▶ **Directions**:
The answer must be a single number: the count of lines below that contain the string "hair".
[Information supplied]
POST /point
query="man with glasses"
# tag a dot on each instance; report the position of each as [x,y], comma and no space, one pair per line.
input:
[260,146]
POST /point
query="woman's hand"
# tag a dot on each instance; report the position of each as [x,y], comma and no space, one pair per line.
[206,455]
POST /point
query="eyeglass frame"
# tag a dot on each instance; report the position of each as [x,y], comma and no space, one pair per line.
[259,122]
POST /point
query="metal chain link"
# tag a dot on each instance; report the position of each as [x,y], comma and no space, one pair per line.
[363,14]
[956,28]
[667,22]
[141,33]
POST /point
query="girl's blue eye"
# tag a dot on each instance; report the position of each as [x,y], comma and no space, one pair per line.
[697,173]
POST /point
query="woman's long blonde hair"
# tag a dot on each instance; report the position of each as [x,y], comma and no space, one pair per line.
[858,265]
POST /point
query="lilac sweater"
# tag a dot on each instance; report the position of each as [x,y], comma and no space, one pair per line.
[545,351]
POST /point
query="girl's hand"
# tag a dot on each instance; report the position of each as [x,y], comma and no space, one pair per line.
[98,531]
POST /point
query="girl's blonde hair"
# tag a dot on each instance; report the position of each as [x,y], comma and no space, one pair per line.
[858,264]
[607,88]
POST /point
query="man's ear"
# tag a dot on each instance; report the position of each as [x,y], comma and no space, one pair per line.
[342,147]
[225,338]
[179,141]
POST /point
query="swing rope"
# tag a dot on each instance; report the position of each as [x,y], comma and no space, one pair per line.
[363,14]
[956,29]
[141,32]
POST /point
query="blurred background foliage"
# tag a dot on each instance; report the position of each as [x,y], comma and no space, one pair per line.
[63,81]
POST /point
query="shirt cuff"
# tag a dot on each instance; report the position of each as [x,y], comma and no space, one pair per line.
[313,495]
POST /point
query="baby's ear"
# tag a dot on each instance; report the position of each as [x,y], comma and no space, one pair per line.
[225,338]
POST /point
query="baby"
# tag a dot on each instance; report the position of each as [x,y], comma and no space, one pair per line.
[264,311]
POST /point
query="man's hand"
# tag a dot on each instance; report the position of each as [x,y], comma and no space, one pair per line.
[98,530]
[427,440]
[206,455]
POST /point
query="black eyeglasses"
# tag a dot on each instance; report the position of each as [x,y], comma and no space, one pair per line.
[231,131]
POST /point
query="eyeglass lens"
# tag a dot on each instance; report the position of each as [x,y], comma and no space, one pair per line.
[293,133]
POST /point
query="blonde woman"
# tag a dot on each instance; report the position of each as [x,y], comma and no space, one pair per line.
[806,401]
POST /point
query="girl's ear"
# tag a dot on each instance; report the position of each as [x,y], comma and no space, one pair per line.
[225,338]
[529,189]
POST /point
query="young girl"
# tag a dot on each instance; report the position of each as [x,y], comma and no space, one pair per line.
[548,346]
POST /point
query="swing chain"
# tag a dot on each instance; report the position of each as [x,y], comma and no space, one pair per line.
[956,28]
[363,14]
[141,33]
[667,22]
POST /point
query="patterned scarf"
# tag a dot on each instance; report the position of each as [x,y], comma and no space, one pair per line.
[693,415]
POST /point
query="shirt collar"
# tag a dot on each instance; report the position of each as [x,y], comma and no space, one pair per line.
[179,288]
[/Information supplied]
▶ **Response to this task**:
2